» **Lesetext**
▬▬▬▬▬▬

Entscheidungsstichwort (Thema)
Hineinwachsen der Untätigkeitsklage in die Zulässigkeit. Bindungswirkung einer tatsächlichen Verständigung. Wegfall der Geschäftsgrundlage
Leitsatz (redaktionell)
1. Eine verfrüht erhobene Untätigkeitsklage i. S. d. § 46 Abs. 1 FGO kann durch Zeitablauf in die Zulässigkeit hineinwachsen.
2. Eine zwischen dem FA und dem Steuerpflichtigen vor dem FG getroffene tatsächliche Verständigung über den Zeitpunkt des Entstehens eines Auflösungsverlusts ist verbindlich, es sei denn sie führt zu einem offensichtlich unzutreffenden Ergebnis.

▬▬▬▬▬▬

» **Daten**
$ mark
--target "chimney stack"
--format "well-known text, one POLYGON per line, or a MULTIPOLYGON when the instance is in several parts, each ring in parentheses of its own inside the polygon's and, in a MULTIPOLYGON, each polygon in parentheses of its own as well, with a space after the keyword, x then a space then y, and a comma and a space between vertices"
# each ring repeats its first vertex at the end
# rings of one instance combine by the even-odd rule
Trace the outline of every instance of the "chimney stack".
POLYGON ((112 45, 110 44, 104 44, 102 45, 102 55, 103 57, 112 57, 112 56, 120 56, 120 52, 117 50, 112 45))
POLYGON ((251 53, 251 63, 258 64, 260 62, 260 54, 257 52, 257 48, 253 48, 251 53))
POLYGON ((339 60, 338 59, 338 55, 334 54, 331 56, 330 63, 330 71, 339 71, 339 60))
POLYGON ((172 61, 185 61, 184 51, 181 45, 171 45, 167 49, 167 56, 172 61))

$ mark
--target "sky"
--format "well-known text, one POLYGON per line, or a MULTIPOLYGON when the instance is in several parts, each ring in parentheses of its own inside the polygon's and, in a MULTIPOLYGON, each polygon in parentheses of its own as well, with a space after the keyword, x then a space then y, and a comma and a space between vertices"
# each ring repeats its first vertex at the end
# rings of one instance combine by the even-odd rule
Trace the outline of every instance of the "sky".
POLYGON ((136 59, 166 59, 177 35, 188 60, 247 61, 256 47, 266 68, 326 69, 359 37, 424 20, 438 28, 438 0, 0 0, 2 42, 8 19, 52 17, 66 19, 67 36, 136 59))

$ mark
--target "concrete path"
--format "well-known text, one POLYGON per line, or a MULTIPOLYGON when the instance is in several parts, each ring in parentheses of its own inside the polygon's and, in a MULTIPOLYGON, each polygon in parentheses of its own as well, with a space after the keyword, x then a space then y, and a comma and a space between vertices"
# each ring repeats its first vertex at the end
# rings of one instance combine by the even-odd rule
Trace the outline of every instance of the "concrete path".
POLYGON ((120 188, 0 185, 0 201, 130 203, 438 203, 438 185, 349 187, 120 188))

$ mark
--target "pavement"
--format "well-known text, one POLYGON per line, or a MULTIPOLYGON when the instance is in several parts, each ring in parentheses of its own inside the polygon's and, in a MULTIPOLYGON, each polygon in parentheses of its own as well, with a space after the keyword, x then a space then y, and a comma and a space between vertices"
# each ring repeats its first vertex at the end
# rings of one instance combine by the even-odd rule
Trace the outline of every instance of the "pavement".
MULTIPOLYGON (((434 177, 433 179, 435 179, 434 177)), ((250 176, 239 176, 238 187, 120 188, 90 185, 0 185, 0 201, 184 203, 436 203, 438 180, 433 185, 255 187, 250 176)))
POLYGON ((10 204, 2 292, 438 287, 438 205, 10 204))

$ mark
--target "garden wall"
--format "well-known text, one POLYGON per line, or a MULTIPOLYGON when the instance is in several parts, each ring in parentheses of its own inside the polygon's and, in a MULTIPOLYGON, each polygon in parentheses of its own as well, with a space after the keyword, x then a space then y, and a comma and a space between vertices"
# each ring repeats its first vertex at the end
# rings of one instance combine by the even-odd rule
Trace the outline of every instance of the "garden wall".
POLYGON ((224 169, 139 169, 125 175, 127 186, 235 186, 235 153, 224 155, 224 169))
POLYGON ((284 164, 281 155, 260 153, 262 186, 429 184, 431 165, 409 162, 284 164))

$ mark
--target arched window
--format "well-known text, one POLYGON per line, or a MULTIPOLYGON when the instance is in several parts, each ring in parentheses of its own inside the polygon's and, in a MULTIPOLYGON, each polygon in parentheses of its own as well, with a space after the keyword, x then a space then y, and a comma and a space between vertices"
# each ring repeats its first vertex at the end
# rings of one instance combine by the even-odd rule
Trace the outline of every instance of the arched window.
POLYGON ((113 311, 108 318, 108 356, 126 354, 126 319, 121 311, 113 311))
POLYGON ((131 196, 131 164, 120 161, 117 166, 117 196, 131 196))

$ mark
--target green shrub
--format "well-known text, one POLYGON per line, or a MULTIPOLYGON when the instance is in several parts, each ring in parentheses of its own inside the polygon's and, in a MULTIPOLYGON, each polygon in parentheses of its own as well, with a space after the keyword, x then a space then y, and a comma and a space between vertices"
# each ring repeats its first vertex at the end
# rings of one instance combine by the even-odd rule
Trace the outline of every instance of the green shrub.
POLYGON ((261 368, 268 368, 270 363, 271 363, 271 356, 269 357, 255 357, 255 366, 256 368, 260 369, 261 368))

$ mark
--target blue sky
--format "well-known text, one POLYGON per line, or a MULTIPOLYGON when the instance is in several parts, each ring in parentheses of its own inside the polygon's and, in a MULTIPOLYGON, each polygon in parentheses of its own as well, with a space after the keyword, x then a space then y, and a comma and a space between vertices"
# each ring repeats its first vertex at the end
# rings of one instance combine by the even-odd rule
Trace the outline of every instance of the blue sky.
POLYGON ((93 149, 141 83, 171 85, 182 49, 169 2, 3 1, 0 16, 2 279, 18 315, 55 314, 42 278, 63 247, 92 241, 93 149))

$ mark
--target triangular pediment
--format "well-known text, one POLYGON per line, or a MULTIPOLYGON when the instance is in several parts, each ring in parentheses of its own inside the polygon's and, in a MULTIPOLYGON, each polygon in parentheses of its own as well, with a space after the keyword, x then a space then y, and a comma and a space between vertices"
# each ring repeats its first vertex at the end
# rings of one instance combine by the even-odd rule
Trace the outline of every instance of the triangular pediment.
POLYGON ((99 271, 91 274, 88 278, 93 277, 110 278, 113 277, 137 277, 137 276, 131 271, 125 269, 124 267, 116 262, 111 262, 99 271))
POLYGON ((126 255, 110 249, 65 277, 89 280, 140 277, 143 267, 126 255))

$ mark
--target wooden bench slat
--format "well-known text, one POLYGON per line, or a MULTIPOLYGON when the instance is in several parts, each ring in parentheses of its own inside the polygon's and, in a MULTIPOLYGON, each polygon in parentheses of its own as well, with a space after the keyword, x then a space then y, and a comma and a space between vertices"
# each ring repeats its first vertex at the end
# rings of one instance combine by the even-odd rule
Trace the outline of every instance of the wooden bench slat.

▬▬▬▬▬▬

» **Aufgabenstellung**
Schreiben Sie den Abschnitt des Lesetextes, der mit den Worten „Entscheidungsstichwort (Thema)“ beginnt und mit „Leitsatz (redaktionell)“ endet, erneut ab und benennen Sie dabei „Untätigkeitsklage“ in „Verpflichtungsklage“ um.

» **Ergebnis**
Entscheidungsstichwort (Thema)
Hineinwachsen der Verpflichtungsklage in die Zulässigkeit. Bindungswirkung einer tatsächlichen Verständigung. Wegfall der Geschäftsgrundlage
Leitsatz (redaktionell)